**Text extract**
The General Assembly voted by a razor-thin margin -- 310-303 -- to sell stock in Caterpillar, Hewlett-Packard and Motorola Solutions. Two years ago, the General Assembly rejected a similar divestment proposal by two votes.
The General Assembly voted by a razor-thin margin -- 310-303 -- to sell stock in Caterpillar, Hewlett-Packard and Motorola Solutions. Two years ago, the General Assembly rejected a similar divestment proposal by two votes.
The American Jewish Committee, a policy and
advocacy group based in New York, said the vote was "driven by hatred of
Israel." But Heath Rada, moderator for the church meeting, said
immediately after the vote that "in no way is this a reflection of our
lack of love for our Jewish brothers and sisters."
The decision is expected to reverberate beyond
the 1.8 million-member church. It comes amid discouragement over failed
peace talks that have left activists desperate for some way to affect
change and as the broader movement known as BDS -- or boycott,
divestment and sanctions against Israel -- has gained some momentum in
the U.S., Israel's closest and most important ally.
Presbyterians who advocated for divestment
insisted their action was not part of the broader boycott movement.
Israeli officials, along with many American Jewish groups, denounced the
campaign as an attempt to delegitimize the Jewish state. Separately,
the assembly also voted to re-examine its support for a two-state
solution.
In a statement on its Facebook page, the
Israeli Embassy in Washington denounced the Presbyterian Church (U.S.A.)
resolution as "shameful."
"Voting for symbolic measures marginalizes and
removes its ability to be a constructive partner to promote peace in
the Middle East," the statement said.
Omar Barghouti, a co-founder of the BDS movement, praised the vote as a "sweet victory for human rights."
He said Presbyterian supporters of Palestinian
rights have introduced divestment into the U.S. mainstream and have
given Palestinians "real hope in the face of the relentless and
intensifying cruelty of Israel's regime of occupation, settler
colonialism and apartheid."
The top Presbyterian legislative body has been
considering divestment for a decade. Representatives of the
Presbyterian socially responsible investment arm told the national
meeting in Detroit that their efforts to lobby the three companies for
change had failed. Carol Hylkema of the Israel/Palestine Mission
Network, a Presbyterian group that advocates for Palestinians and
spearheaded the drive for divestment, said their action was modeled on
the divestment movement to end apartheid in South Africa. The 2012
assembly had endorsed a boycott of Israeli products made in the
Palestinian territories.

**To be done**
Would you transcribe the part of the Presbyterian divestment article that opens with the words containing "The decision is" and closes with "most important ally."?

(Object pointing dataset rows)

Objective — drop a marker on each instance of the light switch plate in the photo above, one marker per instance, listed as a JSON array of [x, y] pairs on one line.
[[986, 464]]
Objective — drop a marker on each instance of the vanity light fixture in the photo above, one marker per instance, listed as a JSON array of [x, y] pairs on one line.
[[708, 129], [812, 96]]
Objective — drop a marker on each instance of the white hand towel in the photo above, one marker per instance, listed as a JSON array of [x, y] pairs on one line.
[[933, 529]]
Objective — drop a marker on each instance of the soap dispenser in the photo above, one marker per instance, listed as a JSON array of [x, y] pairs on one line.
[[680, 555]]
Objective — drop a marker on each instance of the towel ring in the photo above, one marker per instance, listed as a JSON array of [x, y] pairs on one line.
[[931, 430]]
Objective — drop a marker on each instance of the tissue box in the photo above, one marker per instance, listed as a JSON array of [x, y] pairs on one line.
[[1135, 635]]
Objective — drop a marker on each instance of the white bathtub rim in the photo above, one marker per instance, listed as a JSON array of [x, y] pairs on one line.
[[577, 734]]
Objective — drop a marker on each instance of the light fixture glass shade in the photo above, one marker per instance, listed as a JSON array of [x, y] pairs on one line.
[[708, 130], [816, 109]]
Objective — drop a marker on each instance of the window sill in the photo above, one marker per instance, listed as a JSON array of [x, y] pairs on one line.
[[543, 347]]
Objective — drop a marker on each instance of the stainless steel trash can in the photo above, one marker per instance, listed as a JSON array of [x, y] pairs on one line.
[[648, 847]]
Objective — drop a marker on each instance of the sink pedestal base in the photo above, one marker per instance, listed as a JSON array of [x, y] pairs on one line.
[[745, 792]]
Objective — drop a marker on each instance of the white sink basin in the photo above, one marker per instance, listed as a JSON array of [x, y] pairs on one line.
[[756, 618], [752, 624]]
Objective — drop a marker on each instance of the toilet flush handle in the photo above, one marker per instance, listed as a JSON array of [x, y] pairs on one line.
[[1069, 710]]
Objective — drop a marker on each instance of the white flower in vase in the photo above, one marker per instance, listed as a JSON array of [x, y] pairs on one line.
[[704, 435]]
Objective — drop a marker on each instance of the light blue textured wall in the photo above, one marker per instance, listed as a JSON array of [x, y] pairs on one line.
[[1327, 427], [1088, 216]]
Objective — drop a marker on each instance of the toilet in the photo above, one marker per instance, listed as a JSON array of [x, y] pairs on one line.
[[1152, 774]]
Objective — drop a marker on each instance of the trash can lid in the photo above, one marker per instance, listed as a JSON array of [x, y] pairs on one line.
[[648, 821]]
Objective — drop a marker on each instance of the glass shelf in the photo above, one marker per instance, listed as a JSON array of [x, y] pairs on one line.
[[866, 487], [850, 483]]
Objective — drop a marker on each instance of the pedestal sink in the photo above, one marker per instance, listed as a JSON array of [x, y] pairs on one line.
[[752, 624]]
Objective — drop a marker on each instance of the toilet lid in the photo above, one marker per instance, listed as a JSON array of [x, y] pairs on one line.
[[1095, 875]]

**Answer below**
The decision is expected to reverberate beyond
the 1.8 million-member church. It comes amid discouragement over failed
peace talks that have left activists desperate for some way to affect
change and as the broader movement known as BDS -- or boycott,
divestment and sanctions against Israel -- has gained some momentum in
the U.S., Israel's closest and most important ally.